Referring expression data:
▼

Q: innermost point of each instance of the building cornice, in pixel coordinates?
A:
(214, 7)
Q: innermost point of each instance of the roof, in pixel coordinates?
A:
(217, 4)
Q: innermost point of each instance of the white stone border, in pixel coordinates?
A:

▲

WHAT YOU WILL DO: The answer should reproduce all of the data without any alteration.

SOLUTION FOR THIS PROBLEM:
Q: innermost point of each instance of the building cornice, in pixel coordinates?
A:
(214, 7)
Q: innermost point of each instance of the roof, in pixel coordinates?
A:
(217, 4)
Q: innermost point of each instance of the white stone border, in pixel coordinates?
A:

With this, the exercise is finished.